* [Stated goal A] Read the three statements below and check each against the Agilan film summary. For each one, answer yes or no and quote the exact words of the summary that settle it: (i) N. Kalyanakrishnan directed the film. (ii) The film reached theaters on 15 September 2022. (iii) Agilan works for Kapoor.
* [Stated goal B] Rewrite the Agilan film summary from "Agilan, also known" up to and including "produced the film.", putting "score" in place of "soundtrack".
* [Stated goal C] Pick up the Agilan film summary after its final sentence and carry it on.

* [Page excerpt]
* Begin *

Agilan, also known as Agilan: King of the Indian Ocean  is a 2023 Indian Tamil-language neo-noir action thriller film directed by N. Kalyanakrishnan. The film stars Jayam Ravi in dual roles as a father and son, along with Priya Bhavani Shankar and Tanya Ravichandran in the lead roles. Sam C. S. composed the film’s soundtrack while Screen Scene Media Entertainment produced the film.

The film was initially scheduled to be released theatrically on 15 September 2022 although the release date was postponed, but it was released on 10 March 2023.

Premise 
Agilan is a crane operator, who is also a smuggler at an harbor in Chennai. He works for Paranthaman, who runs a small-time smuggling business. Being ambitious by nature, Agilan strikes a deal with an entrepreneur named Kapoor and is assigned to deport a man who holds confidential secrets of various countries. He also faces trouble from a jealous Paranthaman and Inspector Gokul Mehta, who want to catch and arrest him for his work as a smuggler.

* End *

* [Dataset]
* Begin *

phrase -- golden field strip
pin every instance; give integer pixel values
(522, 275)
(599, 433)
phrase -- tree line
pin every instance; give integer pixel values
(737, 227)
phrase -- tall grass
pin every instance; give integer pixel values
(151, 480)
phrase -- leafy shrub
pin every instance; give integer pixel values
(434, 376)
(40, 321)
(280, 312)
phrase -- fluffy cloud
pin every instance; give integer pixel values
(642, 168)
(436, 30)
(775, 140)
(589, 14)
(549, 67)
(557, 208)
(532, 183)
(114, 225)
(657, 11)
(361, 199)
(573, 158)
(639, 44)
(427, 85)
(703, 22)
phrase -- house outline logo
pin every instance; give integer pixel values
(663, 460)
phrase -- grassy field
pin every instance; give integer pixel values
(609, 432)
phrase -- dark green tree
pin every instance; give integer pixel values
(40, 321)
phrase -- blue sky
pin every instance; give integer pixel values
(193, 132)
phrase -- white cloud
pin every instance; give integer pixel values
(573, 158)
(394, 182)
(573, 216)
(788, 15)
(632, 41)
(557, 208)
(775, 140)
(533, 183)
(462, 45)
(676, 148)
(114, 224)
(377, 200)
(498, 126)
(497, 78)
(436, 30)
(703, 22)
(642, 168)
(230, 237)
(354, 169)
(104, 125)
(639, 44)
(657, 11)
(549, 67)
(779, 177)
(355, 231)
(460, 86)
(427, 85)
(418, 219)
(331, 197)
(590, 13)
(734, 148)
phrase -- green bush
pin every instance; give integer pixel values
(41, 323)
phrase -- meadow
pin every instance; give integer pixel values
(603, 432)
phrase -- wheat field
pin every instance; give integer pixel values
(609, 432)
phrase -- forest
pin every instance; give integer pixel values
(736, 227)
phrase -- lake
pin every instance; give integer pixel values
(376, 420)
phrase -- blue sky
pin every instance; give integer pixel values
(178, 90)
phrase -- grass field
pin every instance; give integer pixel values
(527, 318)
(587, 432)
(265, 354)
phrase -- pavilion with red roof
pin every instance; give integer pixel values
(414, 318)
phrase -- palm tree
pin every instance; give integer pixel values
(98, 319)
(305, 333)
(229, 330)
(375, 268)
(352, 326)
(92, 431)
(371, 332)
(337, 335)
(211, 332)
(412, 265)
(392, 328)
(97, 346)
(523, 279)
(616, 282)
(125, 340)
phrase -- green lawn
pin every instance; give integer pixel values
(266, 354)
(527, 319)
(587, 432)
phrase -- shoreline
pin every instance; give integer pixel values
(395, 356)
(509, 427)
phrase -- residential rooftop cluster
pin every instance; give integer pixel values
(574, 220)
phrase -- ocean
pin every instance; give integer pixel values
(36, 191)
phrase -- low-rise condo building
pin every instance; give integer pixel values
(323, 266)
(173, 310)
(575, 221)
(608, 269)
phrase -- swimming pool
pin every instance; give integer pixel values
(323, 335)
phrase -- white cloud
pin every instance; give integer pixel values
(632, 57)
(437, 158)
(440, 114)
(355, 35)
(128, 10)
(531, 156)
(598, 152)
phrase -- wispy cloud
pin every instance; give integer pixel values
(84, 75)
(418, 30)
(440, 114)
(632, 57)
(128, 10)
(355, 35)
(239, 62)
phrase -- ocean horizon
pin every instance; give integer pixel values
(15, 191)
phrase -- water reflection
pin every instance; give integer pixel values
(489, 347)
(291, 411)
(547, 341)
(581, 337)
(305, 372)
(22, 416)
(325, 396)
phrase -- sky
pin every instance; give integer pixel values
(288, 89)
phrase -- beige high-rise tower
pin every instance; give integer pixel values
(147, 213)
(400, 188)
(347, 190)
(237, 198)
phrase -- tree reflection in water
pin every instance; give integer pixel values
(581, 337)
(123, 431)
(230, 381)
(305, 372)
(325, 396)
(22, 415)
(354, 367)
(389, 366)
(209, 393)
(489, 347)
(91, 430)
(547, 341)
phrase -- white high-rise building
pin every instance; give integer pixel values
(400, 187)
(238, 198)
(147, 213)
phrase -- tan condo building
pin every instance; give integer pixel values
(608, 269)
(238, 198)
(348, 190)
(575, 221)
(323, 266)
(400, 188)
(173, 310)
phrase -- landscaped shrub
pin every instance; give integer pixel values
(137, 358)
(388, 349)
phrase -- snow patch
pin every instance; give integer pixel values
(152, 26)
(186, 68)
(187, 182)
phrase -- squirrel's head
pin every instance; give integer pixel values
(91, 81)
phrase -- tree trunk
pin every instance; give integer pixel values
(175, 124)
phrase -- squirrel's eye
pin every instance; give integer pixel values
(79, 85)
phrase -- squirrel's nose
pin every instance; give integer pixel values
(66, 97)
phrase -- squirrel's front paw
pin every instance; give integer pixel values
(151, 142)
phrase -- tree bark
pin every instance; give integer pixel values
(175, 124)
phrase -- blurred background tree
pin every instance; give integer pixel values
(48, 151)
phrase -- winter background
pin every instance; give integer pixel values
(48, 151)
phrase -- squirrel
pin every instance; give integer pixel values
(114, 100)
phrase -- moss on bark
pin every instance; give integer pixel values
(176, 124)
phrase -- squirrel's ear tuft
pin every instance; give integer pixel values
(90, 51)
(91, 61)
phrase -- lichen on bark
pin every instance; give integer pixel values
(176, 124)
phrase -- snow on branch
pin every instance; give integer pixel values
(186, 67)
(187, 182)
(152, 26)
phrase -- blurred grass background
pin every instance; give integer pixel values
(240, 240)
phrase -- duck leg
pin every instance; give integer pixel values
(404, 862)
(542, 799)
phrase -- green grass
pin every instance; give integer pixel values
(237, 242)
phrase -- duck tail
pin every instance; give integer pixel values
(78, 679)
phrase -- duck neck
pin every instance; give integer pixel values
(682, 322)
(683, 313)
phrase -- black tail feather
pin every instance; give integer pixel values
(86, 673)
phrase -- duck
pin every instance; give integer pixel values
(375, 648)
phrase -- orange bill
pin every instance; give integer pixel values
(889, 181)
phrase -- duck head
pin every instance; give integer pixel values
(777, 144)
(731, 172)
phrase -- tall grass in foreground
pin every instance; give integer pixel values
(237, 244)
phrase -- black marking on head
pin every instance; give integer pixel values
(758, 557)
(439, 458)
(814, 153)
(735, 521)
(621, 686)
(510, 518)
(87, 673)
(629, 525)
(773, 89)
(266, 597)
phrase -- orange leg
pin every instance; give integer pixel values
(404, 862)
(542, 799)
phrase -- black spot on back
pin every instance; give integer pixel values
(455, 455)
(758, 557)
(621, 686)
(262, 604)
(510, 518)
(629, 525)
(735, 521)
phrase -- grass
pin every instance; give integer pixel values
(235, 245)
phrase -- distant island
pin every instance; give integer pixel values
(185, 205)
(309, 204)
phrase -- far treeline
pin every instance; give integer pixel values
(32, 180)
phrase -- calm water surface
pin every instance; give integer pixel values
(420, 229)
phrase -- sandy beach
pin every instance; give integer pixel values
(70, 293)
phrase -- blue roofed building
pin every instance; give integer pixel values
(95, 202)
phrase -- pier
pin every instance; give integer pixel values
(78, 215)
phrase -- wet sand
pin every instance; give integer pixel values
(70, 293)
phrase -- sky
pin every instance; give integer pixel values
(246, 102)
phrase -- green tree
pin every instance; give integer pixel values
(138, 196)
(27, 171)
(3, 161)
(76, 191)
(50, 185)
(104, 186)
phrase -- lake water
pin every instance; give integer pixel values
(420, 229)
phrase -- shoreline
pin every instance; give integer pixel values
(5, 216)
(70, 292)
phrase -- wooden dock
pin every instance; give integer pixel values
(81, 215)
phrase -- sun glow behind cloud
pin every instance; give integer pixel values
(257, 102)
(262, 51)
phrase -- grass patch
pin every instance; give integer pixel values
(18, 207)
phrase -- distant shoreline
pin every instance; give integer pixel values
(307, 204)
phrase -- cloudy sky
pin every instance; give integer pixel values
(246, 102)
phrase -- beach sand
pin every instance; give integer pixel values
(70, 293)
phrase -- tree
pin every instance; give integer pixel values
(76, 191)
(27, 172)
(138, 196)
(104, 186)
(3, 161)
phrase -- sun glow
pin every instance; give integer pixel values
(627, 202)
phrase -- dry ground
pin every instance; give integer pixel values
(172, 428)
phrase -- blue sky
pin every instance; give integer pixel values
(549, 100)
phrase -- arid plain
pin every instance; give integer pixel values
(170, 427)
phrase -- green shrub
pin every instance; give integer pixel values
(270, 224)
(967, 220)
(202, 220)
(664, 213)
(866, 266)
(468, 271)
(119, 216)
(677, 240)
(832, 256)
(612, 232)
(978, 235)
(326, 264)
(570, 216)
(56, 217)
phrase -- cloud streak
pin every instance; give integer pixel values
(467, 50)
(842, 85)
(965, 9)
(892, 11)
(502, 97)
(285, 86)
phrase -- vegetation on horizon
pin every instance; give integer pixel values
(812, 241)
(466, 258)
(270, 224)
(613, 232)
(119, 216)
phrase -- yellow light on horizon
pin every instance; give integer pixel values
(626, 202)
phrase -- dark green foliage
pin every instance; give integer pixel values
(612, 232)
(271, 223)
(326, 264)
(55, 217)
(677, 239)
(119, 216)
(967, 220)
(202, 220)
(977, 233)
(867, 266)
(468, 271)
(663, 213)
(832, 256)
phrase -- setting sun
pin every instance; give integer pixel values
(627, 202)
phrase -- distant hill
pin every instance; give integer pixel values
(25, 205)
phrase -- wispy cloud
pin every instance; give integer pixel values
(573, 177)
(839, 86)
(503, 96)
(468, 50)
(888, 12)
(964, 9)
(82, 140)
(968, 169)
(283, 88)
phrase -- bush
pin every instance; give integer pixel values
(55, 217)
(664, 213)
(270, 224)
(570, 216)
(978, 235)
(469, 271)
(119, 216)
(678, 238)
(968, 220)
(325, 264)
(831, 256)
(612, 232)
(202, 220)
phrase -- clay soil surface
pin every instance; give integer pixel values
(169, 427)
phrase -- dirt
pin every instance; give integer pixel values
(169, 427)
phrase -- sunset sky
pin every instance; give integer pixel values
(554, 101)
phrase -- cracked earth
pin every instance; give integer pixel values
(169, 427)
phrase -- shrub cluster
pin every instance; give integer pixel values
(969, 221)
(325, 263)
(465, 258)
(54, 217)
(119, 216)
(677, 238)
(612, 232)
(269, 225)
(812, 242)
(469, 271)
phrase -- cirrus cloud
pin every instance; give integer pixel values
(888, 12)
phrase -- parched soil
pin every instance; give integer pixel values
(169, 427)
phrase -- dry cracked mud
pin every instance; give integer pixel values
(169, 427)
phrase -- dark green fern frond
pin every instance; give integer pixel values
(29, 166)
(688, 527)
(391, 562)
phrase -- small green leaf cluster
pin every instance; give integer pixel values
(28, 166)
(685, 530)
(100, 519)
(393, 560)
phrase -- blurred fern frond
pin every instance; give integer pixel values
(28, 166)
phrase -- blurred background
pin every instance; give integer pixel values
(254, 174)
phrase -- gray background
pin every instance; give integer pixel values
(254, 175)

* End *

* [Exercise answer A]
(i) Yes: "directed by N. Kalyanakrishnan"
(ii) No: "it was released on 10 March 2023"
(iii) No: "He works for Paranthaman"

* [Exercise answer B]
Agilan, also known as Agilan: King of the Indian Ocean  is a 2023 Indian Tamil-language neo-noir action thriller film directed by N. Kalyanakrishnan. The film stars Jayam Ravi in dual roles as a father and son, along with Priya Bhavani Shankar and Tanya Ravichandran in the lead roles. Sam C. S. composed the film’s score while Screen Scene Media Entertainment produced the film.

* [Exercise answer C]
Cast

Production
The film was tentatively titled as JR28. Later, the title of the film was announced to be Agilan. Jayam Ravi, will be playing the role of a marine engineer in this film. Priya Bhavani Shankar was chosen as the female leads in this film marking her first collaboration with Jayam Ravi. Other actors and actresses like Tanya Ravichandran, Chirag Jani, and Harish Uthaman etc where chosen to play pivotal roles in the film. The shooting of the film was wrapped up on 27 May 2022.

Music

The film’s music will be composed by Sam C. S. which also marks his Second collaboration with Jayam Ravi after Adanga Maru. The first single titled "Dhrogam" was released on 27 February 2023.

Release

Theatrical 
The film was released theatrically on 10 March 2023. Overseas Released by Ayngaran International

Home Media
The streaming and satellite rights of the film were bought by ZEE5 and Kalaignar TV.

Reception 
Agilan received mixed reviews from critics.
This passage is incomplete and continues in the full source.